YOUR TASK –
Copy out, unchanged, the rows beginning with the one that contains "Task: identify the white upper" and continuing through the one that contains "<point>200,160</point>".

::::::::

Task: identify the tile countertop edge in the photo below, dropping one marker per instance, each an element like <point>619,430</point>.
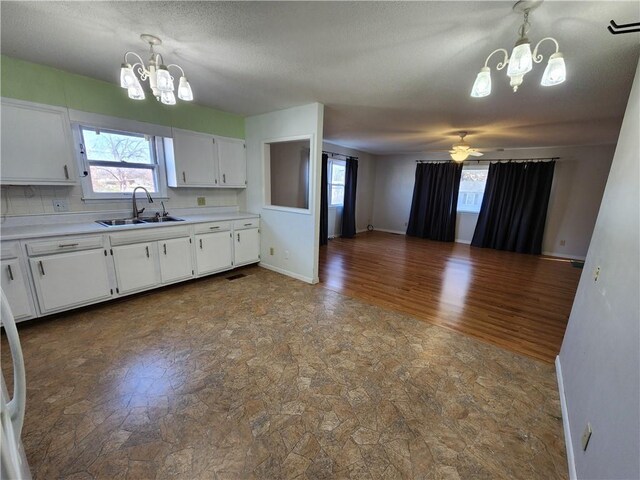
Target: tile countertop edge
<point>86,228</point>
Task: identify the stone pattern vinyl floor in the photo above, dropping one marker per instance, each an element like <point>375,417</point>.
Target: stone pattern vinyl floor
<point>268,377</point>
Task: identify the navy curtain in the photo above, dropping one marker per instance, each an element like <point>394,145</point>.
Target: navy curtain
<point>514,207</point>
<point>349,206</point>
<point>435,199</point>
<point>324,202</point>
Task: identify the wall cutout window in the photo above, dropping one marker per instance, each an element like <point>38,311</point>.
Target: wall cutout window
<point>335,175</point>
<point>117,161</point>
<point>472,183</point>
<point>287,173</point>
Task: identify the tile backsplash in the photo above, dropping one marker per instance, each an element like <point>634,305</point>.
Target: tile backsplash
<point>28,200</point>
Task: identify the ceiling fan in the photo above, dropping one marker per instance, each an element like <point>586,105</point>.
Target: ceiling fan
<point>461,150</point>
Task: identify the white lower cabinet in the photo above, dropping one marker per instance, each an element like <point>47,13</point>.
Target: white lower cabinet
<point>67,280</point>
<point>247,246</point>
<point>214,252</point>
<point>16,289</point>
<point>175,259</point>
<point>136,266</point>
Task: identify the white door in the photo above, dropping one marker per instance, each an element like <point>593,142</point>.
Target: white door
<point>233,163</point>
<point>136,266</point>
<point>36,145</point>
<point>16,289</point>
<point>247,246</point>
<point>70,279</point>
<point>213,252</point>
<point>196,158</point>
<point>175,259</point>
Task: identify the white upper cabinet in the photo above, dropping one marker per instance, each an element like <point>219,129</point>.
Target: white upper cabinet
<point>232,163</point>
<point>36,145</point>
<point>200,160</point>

::::::::

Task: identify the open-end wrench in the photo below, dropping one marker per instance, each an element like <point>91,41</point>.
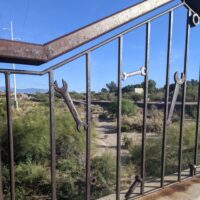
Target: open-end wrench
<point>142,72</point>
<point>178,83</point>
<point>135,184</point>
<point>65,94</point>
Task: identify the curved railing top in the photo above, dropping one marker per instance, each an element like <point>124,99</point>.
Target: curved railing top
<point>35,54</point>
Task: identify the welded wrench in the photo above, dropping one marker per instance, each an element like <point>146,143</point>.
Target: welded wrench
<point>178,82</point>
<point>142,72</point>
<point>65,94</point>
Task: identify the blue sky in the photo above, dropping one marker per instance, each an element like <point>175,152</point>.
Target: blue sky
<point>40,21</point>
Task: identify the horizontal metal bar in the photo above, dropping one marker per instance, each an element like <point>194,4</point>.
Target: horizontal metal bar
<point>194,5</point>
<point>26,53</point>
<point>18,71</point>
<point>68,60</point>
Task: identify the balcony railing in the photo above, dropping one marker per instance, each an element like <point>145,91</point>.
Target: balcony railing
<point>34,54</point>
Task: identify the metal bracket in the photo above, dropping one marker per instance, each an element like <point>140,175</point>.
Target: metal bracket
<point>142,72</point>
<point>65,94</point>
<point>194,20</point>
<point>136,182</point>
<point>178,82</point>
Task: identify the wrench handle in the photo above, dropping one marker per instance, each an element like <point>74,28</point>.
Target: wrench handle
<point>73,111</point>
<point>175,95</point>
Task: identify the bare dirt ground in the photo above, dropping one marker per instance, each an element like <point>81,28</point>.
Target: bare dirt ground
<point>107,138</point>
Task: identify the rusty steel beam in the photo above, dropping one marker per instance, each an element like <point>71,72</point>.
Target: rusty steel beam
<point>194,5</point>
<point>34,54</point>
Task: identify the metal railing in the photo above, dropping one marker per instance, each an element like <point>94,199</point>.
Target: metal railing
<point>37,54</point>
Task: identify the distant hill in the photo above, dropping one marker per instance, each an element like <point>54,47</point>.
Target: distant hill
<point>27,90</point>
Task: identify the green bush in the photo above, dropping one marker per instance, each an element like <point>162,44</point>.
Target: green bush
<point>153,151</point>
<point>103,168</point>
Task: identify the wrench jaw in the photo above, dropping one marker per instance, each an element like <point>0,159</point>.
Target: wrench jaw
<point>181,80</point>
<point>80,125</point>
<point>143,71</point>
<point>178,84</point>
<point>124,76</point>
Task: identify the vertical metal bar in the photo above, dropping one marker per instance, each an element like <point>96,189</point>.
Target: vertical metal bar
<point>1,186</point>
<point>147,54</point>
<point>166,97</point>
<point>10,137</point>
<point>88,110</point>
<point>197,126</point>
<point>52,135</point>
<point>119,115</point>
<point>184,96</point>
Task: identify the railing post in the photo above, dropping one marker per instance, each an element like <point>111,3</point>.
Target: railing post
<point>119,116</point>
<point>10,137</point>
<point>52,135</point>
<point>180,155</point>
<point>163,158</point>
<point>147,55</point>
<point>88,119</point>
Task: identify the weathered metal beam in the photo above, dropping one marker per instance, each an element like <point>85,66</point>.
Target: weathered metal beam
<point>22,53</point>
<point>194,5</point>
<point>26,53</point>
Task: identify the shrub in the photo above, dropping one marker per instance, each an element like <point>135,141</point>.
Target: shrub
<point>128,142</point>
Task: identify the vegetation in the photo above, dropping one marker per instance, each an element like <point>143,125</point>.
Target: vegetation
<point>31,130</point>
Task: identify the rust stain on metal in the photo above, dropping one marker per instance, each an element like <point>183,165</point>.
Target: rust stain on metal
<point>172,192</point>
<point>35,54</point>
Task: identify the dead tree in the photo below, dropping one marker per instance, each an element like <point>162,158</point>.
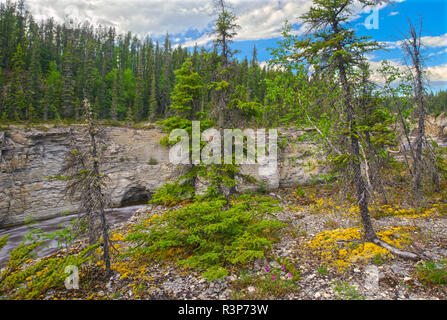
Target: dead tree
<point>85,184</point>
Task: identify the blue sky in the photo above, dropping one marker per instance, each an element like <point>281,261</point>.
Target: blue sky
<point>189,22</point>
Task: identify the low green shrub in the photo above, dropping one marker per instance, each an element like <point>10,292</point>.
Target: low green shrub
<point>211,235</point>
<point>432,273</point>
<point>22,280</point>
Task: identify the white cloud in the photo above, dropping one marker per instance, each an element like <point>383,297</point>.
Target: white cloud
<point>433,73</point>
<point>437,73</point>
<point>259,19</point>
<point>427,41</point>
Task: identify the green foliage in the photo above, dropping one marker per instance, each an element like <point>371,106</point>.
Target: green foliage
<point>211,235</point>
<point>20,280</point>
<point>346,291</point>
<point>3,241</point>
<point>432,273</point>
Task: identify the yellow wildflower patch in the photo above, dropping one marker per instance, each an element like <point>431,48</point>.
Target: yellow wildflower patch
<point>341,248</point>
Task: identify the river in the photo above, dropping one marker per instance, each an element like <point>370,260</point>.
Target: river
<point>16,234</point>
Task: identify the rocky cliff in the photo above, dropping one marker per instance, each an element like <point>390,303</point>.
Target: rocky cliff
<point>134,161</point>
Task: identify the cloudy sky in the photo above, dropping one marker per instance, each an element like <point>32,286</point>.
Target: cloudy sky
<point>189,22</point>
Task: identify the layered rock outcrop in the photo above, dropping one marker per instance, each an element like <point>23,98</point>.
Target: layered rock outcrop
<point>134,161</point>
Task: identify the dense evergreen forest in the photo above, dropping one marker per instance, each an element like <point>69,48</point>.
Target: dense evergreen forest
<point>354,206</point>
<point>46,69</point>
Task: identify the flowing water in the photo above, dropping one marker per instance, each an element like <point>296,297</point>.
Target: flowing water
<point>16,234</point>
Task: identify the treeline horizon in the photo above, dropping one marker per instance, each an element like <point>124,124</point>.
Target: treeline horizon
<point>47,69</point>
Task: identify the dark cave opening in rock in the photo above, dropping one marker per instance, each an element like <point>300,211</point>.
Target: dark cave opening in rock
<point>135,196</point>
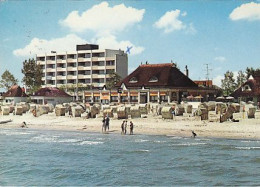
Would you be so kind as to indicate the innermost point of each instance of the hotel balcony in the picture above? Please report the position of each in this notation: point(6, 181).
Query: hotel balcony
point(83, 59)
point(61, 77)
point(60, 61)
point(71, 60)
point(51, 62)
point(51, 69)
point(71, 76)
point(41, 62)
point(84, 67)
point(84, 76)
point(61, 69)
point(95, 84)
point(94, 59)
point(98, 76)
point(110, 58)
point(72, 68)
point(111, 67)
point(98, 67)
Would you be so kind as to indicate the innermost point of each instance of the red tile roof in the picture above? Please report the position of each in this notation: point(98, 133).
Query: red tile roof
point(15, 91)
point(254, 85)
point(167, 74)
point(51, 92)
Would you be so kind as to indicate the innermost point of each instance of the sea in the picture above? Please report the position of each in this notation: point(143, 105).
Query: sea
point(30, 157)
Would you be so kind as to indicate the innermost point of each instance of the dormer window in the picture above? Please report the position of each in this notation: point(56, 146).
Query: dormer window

::::::::

COMPLETE OUTPUT –
Task: identify the white upper cabinet in the photo above, dropping one marker per instance, each an element like <point>219,129</point>.
Target: white upper cabinet
<point>232,163</point>
<point>36,145</point>
<point>200,160</point>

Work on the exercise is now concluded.